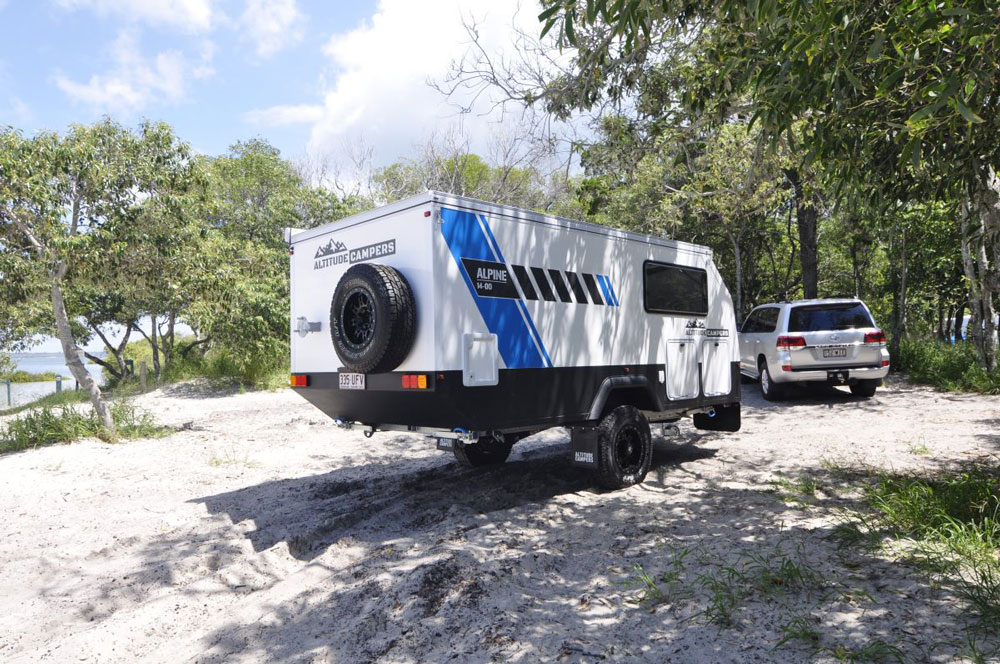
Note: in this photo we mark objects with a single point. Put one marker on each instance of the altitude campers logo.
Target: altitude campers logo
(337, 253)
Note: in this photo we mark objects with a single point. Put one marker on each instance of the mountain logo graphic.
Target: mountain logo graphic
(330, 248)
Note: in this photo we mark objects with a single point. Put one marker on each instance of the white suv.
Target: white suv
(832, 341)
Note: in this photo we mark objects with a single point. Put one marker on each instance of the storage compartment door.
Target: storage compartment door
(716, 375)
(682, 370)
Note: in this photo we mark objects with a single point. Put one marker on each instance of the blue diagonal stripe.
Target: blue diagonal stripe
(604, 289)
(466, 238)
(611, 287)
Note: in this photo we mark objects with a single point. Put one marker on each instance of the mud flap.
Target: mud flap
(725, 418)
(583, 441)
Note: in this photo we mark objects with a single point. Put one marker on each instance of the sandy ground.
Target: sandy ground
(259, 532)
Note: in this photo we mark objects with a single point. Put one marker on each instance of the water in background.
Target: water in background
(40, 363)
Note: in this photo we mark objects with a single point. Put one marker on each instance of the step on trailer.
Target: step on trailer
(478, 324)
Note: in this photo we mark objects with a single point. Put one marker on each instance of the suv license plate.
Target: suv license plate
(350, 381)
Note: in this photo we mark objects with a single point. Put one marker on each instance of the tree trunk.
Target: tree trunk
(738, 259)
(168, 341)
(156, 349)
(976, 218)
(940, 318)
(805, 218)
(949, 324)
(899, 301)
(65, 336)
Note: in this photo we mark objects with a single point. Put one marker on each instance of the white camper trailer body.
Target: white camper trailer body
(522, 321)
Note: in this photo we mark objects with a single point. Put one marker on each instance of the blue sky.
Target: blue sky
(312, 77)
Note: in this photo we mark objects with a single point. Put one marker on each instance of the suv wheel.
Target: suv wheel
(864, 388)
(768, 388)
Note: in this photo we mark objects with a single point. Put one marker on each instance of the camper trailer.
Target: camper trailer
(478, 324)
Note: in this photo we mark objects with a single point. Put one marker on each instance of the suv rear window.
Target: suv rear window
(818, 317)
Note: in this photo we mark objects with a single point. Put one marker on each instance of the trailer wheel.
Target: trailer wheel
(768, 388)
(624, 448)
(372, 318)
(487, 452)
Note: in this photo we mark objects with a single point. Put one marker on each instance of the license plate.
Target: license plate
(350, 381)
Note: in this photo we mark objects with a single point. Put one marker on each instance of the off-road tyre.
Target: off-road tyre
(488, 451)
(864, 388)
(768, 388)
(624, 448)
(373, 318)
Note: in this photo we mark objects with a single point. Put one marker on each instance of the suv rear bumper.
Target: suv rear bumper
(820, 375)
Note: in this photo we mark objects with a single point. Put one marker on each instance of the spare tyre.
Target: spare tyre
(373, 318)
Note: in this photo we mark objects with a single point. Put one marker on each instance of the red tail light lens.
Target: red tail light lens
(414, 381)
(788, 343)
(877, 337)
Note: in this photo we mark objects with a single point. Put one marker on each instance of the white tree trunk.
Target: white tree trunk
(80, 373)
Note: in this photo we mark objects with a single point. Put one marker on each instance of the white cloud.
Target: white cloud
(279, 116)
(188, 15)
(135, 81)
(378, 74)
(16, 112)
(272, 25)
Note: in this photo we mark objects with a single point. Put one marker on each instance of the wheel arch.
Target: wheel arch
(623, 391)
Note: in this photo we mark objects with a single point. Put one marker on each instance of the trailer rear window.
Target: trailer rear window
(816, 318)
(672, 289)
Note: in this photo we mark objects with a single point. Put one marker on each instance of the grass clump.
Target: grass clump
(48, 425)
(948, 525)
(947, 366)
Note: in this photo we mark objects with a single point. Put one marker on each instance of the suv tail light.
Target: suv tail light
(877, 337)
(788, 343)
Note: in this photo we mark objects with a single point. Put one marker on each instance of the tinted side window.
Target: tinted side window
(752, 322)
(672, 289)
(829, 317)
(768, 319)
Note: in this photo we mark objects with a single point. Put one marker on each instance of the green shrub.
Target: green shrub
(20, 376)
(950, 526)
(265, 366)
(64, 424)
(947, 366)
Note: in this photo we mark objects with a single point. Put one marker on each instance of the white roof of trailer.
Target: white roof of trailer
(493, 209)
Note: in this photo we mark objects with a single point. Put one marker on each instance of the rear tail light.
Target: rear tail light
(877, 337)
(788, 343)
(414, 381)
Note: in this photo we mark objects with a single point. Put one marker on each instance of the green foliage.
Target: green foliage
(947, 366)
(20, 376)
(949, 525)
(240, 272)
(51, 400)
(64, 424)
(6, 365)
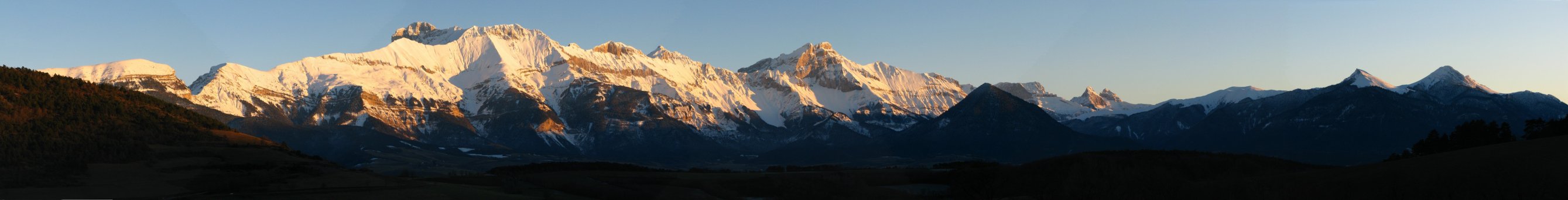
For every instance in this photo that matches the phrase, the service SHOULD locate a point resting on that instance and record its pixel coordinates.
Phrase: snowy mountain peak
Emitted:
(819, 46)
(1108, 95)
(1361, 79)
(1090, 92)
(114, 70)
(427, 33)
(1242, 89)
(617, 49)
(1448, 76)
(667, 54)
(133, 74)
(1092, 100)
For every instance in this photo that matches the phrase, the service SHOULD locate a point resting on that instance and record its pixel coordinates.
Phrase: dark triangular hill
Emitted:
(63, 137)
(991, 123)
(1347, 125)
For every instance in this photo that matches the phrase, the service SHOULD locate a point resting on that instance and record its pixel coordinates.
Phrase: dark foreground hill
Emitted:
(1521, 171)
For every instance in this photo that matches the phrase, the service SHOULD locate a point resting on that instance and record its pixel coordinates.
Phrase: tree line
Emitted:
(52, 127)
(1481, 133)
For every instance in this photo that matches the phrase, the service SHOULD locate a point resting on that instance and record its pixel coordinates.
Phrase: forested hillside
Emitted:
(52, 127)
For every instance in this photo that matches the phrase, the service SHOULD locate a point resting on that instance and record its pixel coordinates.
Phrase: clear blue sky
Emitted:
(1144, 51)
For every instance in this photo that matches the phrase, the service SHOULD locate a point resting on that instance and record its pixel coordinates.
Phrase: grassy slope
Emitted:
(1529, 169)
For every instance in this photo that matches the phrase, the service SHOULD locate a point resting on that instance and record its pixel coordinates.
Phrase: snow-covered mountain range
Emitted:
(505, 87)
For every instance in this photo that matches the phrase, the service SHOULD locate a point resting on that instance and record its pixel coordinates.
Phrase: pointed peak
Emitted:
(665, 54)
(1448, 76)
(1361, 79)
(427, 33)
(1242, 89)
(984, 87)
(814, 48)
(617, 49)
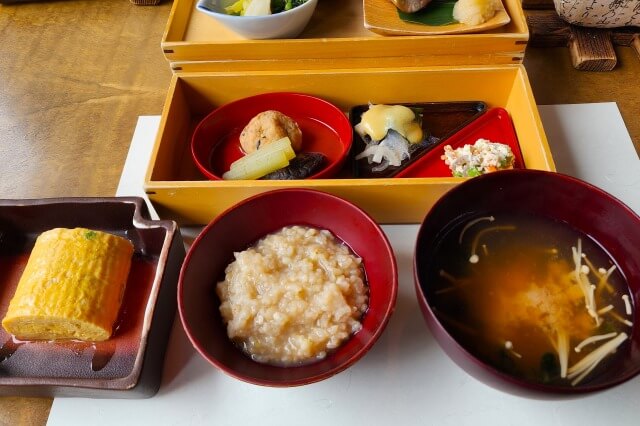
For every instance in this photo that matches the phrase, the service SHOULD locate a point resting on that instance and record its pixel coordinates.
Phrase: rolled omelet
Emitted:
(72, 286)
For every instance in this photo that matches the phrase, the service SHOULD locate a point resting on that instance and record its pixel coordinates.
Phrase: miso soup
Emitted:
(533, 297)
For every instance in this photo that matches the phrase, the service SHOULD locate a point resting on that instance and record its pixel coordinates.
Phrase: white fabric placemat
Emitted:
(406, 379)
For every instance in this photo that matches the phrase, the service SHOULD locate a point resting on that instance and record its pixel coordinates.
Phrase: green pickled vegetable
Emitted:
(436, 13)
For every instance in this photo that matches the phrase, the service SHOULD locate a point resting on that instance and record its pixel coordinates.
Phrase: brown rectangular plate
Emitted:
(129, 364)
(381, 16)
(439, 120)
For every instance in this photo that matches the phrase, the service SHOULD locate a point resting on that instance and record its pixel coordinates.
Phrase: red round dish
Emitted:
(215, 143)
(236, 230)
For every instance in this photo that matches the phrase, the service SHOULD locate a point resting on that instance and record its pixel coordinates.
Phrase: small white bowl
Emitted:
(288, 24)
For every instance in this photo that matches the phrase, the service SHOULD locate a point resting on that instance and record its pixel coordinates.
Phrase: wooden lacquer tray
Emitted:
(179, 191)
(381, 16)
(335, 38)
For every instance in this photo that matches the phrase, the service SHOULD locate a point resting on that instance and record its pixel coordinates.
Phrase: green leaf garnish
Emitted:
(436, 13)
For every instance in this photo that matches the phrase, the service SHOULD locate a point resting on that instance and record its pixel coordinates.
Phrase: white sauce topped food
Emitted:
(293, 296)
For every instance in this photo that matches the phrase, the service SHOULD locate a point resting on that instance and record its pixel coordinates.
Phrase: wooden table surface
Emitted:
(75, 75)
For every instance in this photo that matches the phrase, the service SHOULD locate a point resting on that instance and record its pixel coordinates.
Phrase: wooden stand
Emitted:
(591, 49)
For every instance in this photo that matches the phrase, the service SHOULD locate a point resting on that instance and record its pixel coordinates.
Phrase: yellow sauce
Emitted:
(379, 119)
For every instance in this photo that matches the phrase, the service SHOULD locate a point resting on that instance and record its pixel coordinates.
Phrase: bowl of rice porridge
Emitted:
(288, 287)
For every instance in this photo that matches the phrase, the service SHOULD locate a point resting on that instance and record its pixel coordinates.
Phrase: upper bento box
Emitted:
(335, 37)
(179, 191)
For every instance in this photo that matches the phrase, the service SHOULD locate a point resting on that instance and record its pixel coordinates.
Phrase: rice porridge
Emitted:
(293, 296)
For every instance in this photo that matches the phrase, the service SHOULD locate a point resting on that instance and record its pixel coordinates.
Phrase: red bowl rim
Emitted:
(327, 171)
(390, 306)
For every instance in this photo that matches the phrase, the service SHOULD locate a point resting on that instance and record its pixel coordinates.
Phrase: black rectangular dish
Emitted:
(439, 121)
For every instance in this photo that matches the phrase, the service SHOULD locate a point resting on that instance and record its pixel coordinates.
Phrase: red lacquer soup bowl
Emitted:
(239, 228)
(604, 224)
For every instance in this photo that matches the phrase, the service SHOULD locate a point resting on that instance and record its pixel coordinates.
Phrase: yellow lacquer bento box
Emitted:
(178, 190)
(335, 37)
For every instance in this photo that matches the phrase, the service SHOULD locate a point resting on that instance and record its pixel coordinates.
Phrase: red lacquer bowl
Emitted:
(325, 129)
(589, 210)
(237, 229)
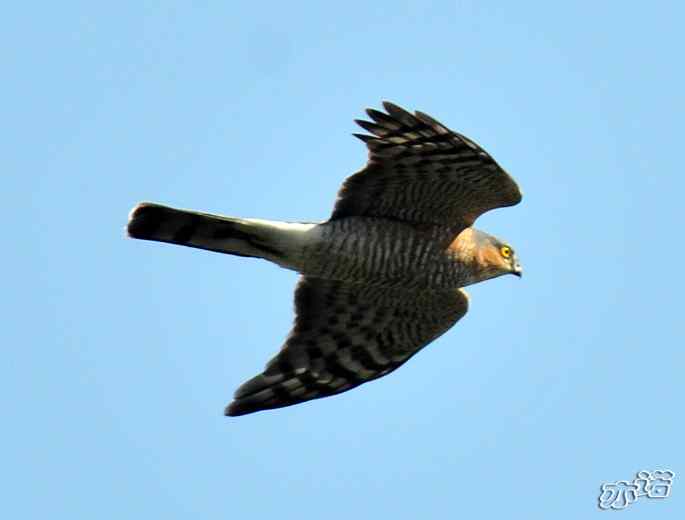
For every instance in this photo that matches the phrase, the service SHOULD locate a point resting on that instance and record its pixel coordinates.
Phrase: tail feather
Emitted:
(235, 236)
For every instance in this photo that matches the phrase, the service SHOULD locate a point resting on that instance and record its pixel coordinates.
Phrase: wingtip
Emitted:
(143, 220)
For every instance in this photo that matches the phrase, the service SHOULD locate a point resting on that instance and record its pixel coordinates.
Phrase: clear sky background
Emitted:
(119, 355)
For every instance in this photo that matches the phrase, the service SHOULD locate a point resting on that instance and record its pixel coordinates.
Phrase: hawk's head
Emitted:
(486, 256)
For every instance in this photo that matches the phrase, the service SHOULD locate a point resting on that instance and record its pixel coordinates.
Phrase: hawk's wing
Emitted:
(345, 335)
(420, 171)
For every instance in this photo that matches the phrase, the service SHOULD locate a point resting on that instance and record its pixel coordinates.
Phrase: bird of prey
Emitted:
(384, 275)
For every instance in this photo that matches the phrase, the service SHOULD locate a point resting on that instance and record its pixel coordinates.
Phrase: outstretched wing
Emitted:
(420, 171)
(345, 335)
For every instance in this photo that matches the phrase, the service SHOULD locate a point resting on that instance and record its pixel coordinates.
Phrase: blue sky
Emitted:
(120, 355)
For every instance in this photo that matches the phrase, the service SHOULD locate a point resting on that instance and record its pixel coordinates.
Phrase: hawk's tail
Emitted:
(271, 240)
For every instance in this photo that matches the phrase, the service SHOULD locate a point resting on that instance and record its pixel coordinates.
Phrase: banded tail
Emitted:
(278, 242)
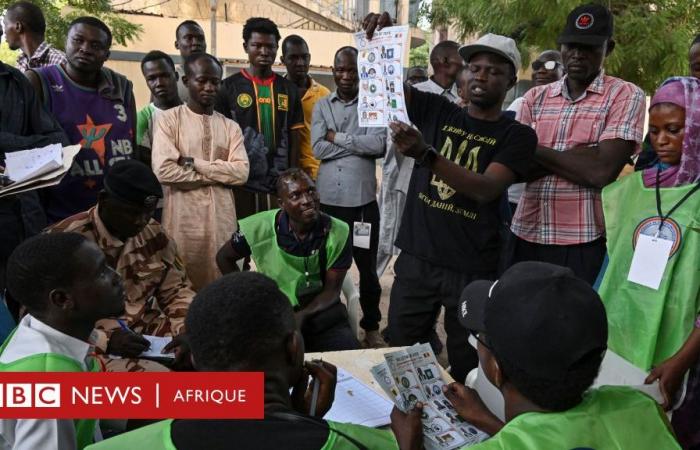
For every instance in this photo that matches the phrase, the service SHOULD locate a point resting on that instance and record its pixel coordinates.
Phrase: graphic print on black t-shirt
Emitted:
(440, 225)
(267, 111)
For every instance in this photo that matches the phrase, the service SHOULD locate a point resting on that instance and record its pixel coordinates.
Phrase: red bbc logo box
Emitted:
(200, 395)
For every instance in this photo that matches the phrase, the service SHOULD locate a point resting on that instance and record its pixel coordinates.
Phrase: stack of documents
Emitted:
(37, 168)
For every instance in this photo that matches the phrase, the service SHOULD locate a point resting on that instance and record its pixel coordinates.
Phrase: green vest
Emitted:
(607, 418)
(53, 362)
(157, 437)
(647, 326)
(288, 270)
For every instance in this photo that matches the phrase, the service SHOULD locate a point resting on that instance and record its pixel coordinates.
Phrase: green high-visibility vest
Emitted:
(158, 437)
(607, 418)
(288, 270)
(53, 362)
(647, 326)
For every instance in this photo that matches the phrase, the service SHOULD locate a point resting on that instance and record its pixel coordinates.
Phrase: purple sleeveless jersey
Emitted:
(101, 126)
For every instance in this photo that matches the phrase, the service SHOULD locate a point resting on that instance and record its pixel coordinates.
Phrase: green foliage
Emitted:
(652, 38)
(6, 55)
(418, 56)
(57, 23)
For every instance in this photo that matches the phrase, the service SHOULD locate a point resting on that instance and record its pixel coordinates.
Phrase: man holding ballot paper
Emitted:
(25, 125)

Problem details |
Determine how many lines in the items above contain the string "body", matching case exactly, and reply with that number alone.

Written solution |
2